Exercise instructions —
Take the entries that follow and return exactly the lines from the one holding "For each instance of the red cup" through the one holding "For each instance of the black", both included. Nothing else is needed.
☆ ☆ ☆ ☆ ☆ ☆ ☆
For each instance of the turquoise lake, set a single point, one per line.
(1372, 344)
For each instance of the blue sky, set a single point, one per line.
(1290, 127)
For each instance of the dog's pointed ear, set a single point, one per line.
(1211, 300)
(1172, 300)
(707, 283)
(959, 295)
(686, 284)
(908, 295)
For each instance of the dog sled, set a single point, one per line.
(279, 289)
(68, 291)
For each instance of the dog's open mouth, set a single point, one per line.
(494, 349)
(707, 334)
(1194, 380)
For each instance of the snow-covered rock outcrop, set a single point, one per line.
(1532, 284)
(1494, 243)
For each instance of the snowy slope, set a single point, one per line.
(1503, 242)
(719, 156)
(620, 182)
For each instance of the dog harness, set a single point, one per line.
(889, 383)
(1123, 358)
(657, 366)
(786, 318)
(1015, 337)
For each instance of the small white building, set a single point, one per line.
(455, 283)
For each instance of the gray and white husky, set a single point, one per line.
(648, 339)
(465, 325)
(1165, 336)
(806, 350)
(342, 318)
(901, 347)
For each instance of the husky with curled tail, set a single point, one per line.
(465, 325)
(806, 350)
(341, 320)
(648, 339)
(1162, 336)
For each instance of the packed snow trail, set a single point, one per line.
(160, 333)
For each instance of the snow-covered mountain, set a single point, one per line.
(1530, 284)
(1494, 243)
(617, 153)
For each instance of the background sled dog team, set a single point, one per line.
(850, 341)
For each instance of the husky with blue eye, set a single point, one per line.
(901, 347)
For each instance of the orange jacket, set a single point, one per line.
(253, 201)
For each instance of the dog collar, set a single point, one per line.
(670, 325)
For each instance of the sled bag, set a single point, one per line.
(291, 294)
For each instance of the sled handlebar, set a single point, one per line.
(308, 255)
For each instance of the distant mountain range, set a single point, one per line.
☆ ☆ ☆ ☆ ☆ ☆ ☆
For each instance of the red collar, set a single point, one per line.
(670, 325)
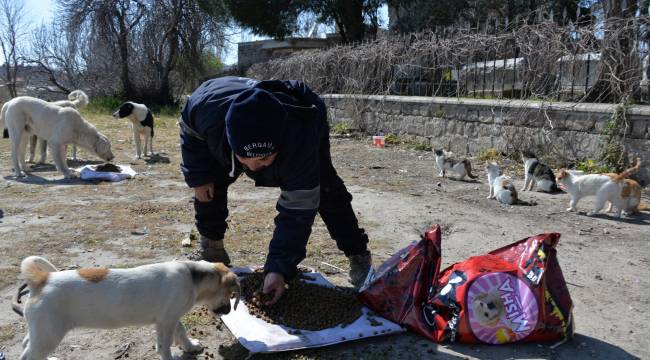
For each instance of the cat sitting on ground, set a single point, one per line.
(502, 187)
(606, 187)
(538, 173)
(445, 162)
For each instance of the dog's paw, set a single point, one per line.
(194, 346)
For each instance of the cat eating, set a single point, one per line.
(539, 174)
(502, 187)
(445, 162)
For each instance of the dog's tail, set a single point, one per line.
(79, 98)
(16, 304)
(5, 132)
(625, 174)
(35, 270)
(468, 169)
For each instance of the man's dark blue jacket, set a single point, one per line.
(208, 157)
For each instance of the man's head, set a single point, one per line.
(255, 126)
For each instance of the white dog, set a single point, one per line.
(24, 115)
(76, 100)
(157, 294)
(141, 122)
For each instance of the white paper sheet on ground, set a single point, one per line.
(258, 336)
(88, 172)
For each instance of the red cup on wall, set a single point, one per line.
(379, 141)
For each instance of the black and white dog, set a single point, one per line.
☆ ☆ ☆ ☆ ☆ ☆ ☆
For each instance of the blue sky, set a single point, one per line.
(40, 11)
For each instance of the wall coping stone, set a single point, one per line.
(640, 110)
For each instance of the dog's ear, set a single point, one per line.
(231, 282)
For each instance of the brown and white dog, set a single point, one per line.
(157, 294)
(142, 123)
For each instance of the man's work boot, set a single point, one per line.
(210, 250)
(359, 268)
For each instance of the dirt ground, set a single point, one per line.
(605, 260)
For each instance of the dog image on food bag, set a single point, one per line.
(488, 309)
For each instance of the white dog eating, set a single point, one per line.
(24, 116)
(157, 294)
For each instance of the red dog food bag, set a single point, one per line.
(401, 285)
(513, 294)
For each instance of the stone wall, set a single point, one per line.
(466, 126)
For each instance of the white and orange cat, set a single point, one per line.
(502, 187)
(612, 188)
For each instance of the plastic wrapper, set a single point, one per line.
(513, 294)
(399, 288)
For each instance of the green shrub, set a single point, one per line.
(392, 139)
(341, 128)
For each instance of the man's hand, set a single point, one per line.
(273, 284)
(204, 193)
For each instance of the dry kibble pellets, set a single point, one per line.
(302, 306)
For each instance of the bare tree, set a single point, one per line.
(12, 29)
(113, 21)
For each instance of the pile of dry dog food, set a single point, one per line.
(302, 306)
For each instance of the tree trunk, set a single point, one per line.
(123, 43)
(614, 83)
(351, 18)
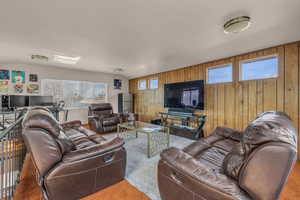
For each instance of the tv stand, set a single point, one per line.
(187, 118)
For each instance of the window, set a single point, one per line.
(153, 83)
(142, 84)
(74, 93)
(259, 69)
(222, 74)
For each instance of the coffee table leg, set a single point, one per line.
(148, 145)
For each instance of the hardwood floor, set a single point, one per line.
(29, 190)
☆ ☆ ☆ ☆ ☆ ☆ ☆
Written response —
For each instance of the red cup on wall, set a single point, one per line.
(379, 141)
For each instance of the black and white dog, set a single point, one per line.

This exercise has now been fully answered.